▸ **PROMPT**: Please convert the rows into a numbered list, starting at the row that contains "of the partially" and ending at the final row. Leave out any blank lines.
· · · · ·
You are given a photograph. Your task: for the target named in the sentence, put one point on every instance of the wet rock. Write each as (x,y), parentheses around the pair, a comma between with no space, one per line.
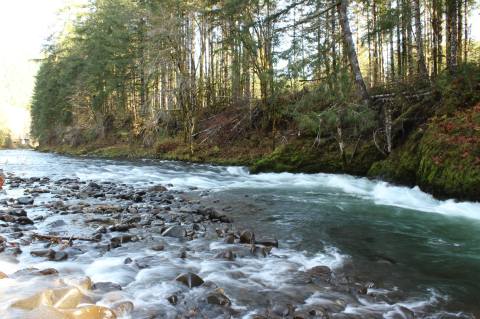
(157,189)
(176,231)
(267,242)
(48,272)
(218,298)
(322,272)
(23,221)
(229,239)
(173,299)
(25,200)
(57,223)
(228,255)
(158,247)
(122,308)
(401,312)
(247,237)
(17,212)
(121,227)
(119,240)
(48,253)
(105,287)
(60,256)
(101,230)
(190,280)
(259,251)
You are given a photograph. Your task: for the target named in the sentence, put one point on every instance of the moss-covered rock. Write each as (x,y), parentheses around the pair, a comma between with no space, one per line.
(443,158)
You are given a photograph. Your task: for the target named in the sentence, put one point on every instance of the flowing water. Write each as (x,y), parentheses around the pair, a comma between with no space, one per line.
(422,252)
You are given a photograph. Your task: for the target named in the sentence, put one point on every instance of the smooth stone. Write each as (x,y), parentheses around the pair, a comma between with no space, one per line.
(247,237)
(123,308)
(267,242)
(60,256)
(49,253)
(176,231)
(173,299)
(228,255)
(158,247)
(190,280)
(218,298)
(106,286)
(25,200)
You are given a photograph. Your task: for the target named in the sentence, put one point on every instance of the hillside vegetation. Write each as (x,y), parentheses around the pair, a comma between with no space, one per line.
(277,86)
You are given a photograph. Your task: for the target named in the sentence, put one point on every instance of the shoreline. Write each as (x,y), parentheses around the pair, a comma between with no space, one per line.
(125,153)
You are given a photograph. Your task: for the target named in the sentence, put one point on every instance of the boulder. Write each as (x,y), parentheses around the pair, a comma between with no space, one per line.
(247,237)
(48,253)
(25,200)
(190,280)
(176,231)
(105,287)
(218,298)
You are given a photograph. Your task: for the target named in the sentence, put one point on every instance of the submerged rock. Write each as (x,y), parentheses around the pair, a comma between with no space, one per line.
(218,298)
(247,237)
(173,299)
(176,231)
(190,280)
(25,200)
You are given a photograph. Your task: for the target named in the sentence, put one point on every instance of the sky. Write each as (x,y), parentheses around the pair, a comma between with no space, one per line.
(24,27)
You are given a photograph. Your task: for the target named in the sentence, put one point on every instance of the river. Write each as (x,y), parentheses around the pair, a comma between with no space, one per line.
(422,252)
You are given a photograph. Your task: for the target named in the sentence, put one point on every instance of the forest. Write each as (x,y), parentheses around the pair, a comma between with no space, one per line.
(304,85)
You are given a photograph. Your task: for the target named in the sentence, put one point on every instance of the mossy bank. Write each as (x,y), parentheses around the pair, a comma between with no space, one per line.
(442,156)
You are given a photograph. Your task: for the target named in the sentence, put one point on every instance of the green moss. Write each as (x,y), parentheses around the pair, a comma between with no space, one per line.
(443,159)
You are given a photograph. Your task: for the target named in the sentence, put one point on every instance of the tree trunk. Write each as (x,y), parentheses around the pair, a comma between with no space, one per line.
(351,52)
(419,39)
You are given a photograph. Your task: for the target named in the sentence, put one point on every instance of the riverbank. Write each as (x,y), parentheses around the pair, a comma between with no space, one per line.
(442,156)
(75,249)
(351,225)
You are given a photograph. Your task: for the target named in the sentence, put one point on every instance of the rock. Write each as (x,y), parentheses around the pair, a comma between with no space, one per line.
(22,220)
(105,287)
(323,272)
(229,239)
(122,308)
(158,247)
(176,231)
(25,200)
(48,253)
(190,280)
(101,230)
(401,312)
(157,189)
(57,223)
(121,227)
(119,240)
(48,272)
(228,255)
(90,312)
(218,298)
(60,256)
(247,237)
(17,212)
(267,242)
(173,299)
(259,251)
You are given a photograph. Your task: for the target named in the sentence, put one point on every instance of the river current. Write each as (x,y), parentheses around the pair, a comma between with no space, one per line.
(423,251)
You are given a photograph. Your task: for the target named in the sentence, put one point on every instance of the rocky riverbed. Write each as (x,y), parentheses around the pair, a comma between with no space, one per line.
(78,249)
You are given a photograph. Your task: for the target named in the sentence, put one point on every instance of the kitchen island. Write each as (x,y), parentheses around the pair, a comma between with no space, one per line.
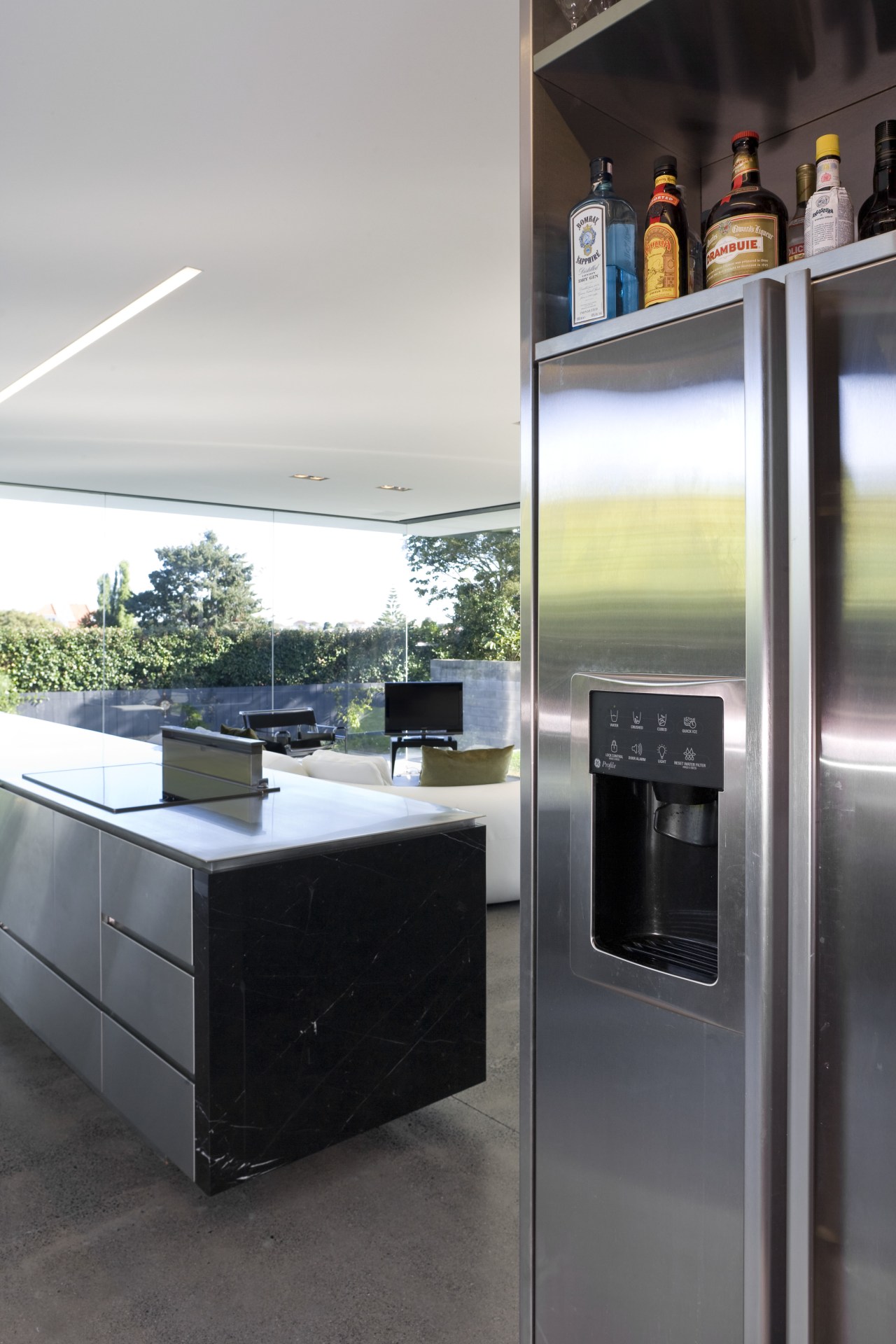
(246,981)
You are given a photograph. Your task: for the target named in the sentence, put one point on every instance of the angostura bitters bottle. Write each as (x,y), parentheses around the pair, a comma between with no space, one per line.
(830,219)
(797,226)
(746,230)
(603,281)
(665,237)
(879,213)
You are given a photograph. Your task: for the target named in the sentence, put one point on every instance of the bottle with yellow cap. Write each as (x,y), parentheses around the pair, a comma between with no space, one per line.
(830,219)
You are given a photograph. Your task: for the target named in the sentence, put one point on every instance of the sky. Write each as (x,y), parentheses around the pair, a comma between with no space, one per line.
(55,553)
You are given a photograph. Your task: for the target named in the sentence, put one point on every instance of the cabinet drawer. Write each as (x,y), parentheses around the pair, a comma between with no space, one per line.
(149,993)
(54,1011)
(149,895)
(156,1100)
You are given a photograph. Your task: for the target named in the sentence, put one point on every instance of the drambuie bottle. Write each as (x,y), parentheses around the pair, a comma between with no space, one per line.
(665,237)
(747,230)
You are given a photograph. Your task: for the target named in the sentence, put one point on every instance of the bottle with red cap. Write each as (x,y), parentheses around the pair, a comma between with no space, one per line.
(747,229)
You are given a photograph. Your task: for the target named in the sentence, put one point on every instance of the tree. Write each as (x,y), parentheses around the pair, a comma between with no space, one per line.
(199,587)
(393,616)
(479,573)
(115,596)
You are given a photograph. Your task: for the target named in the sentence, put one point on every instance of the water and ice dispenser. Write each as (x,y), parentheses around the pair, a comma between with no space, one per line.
(659,768)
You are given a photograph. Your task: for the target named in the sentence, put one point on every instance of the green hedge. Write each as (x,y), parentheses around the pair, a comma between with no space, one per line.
(74,660)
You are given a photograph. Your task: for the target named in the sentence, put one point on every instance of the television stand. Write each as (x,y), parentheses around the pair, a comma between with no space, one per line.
(421,739)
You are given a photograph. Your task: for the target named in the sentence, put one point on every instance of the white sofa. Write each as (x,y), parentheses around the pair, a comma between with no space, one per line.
(498,803)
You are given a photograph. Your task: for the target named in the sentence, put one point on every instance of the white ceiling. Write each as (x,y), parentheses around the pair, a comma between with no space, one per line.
(346,176)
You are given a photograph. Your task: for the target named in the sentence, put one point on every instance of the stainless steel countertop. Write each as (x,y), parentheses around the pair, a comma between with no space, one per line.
(307,816)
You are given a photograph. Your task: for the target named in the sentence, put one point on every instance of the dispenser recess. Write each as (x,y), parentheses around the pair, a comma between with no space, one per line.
(659,768)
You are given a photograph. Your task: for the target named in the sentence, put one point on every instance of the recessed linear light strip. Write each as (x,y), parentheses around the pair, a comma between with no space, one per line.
(147,300)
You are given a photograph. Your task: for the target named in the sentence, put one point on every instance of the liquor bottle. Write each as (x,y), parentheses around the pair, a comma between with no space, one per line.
(665,237)
(603,281)
(878,216)
(797,226)
(830,220)
(746,230)
(695,251)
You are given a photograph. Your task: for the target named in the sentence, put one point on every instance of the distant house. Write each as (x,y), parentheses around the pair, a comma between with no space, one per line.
(65,613)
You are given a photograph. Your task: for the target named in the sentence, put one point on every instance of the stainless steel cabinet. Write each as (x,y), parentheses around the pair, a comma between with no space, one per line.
(50,888)
(58,1014)
(150,995)
(148,895)
(158,1100)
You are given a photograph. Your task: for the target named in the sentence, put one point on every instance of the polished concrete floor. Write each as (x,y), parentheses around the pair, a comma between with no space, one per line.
(405,1234)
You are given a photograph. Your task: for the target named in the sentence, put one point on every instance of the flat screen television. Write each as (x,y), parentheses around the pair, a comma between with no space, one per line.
(424,707)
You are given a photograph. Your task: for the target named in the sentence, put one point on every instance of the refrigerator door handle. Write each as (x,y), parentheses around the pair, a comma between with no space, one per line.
(766,812)
(804,732)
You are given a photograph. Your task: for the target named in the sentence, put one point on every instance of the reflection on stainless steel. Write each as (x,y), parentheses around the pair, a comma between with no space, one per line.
(638,1110)
(222,757)
(855,1196)
(766,815)
(804,800)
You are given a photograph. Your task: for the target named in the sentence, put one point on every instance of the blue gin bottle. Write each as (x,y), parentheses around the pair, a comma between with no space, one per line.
(603,281)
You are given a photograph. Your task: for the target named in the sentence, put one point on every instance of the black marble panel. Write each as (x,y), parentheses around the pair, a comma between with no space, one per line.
(333,993)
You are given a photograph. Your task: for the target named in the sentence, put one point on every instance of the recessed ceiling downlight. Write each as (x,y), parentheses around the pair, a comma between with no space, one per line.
(130,311)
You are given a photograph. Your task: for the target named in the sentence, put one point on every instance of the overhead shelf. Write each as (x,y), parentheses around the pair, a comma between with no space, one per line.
(830,264)
(692,71)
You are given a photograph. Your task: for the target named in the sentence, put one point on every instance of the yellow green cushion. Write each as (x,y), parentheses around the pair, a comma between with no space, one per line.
(480,765)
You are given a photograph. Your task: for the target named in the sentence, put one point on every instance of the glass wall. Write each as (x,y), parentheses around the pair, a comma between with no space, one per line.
(128,615)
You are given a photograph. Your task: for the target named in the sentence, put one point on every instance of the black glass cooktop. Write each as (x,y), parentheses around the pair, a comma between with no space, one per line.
(134,788)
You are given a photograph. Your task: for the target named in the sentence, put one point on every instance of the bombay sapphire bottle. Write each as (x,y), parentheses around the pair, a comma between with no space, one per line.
(603,281)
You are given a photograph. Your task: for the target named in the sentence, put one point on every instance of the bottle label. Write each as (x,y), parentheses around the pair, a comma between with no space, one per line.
(743,164)
(587,252)
(830,220)
(660,265)
(745,245)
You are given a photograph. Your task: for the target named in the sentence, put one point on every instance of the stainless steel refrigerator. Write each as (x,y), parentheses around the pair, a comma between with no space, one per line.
(713,996)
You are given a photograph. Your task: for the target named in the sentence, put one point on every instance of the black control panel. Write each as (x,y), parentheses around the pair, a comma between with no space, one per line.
(664,738)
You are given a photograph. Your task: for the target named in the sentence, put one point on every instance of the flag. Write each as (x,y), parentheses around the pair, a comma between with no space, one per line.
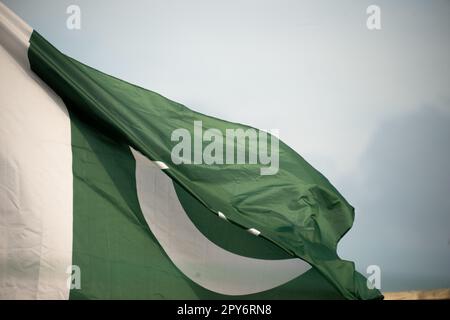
(112,191)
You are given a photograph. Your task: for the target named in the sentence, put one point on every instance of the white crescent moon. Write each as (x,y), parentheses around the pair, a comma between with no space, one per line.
(205,263)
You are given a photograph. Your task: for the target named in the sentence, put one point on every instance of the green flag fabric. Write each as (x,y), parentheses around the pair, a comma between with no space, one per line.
(97,205)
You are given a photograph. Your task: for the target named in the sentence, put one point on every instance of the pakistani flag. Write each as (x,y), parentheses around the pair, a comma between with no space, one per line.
(103,194)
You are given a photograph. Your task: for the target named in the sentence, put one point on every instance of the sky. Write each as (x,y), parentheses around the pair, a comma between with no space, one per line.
(370,109)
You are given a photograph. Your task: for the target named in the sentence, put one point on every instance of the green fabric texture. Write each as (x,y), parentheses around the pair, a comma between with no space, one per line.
(297,209)
(118,256)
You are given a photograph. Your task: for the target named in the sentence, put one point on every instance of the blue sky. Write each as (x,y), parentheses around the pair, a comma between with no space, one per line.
(369,109)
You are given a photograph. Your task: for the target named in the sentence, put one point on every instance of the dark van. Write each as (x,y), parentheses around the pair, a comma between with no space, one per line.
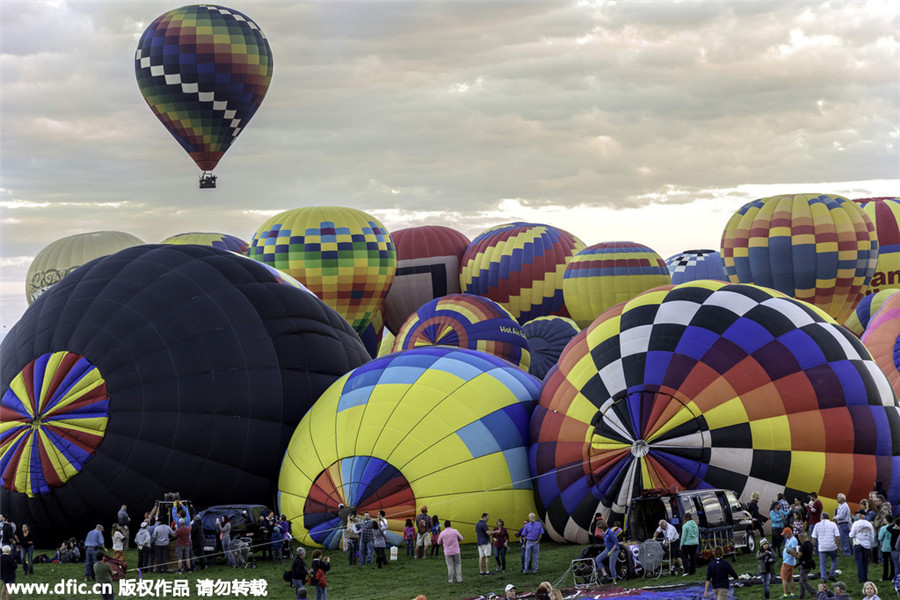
(722,519)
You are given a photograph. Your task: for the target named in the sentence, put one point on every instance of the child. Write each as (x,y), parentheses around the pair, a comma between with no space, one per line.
(765,558)
(409,534)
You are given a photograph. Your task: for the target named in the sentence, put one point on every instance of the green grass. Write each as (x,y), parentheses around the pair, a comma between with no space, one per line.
(406,578)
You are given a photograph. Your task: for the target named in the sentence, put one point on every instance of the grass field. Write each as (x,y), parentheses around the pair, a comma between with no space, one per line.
(405,578)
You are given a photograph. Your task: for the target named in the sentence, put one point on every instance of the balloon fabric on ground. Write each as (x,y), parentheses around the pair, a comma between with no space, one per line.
(709,384)
(427,268)
(694,265)
(609,273)
(817,248)
(344,256)
(216,240)
(204,71)
(867,308)
(159,368)
(436,426)
(885,214)
(547,338)
(466,321)
(63,256)
(520,265)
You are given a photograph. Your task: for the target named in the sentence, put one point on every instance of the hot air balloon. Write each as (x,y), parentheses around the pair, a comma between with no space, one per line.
(157,369)
(885,214)
(608,273)
(216,240)
(817,248)
(436,426)
(710,385)
(63,256)
(427,268)
(882,339)
(867,308)
(466,321)
(204,70)
(520,265)
(694,265)
(547,337)
(345,256)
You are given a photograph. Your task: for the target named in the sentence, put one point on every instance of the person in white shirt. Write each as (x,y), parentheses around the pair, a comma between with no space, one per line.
(863,535)
(670,535)
(842,519)
(826,537)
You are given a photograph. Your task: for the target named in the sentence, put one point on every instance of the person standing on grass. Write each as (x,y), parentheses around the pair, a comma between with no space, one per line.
(533,532)
(806,563)
(450,538)
(789,559)
(717,574)
(483,541)
(690,542)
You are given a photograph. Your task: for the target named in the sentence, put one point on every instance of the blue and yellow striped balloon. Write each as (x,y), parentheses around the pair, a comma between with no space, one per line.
(608,273)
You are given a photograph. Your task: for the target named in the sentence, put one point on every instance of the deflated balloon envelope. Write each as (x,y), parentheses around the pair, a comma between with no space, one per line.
(157,369)
(710,385)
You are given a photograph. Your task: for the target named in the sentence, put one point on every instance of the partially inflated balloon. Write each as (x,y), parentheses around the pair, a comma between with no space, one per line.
(867,308)
(710,385)
(427,268)
(885,214)
(608,273)
(204,70)
(694,265)
(547,337)
(63,256)
(215,240)
(159,368)
(520,265)
(345,256)
(466,321)
(436,426)
(817,248)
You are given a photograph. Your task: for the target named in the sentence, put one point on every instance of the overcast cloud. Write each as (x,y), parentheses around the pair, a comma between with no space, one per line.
(631,120)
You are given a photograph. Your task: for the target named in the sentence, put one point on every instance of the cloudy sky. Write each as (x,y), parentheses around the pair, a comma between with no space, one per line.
(643,121)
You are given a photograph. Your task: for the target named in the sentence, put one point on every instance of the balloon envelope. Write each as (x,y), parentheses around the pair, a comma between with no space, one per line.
(710,385)
(343,255)
(817,248)
(427,268)
(157,369)
(63,256)
(520,265)
(203,70)
(436,426)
· · · · ·
▸ **OUTPUT FOR THIS TASK**:
1. You are given a photograph. Your task: for the target named in the sentence, put one point on every instance of the partially inflated balloon. Write each as (x,y), parentheses around the pair, a comma between with no space, one per line.
2. (867,308)
3. (710,385)
4. (427,268)
5. (885,214)
6. (608,273)
7. (204,70)
8. (694,265)
9. (547,337)
10. (63,256)
11. (215,240)
12. (159,368)
13. (520,265)
14. (345,256)
15. (466,321)
16. (436,426)
17. (817,248)
18. You are given a photograph. Your task: for the target named in the sentence, put one point on every instance of the overcast cloud. Write each as (x,y), parentheses around the pair, a comma between with no space, one per line.
19. (631,120)
20. You are given a photograph. Your task: for the target named in the sentence, put one point on every instance of the cloudy sky. Write each as (x,y), parentheses around the pair, a comma between with no space, one per line.
21. (643,121)
22. You are given a photograph. Your task: for the target named in the sentence, put one point on every instance of the balloon envelope. Write each as (x,y), parentheses around the pair, a comma between with no space, one per line.
23. (710,385)
24. (343,255)
25. (817,248)
26. (427,268)
27. (157,369)
28. (63,256)
29. (520,265)
30. (203,70)
31. (436,426)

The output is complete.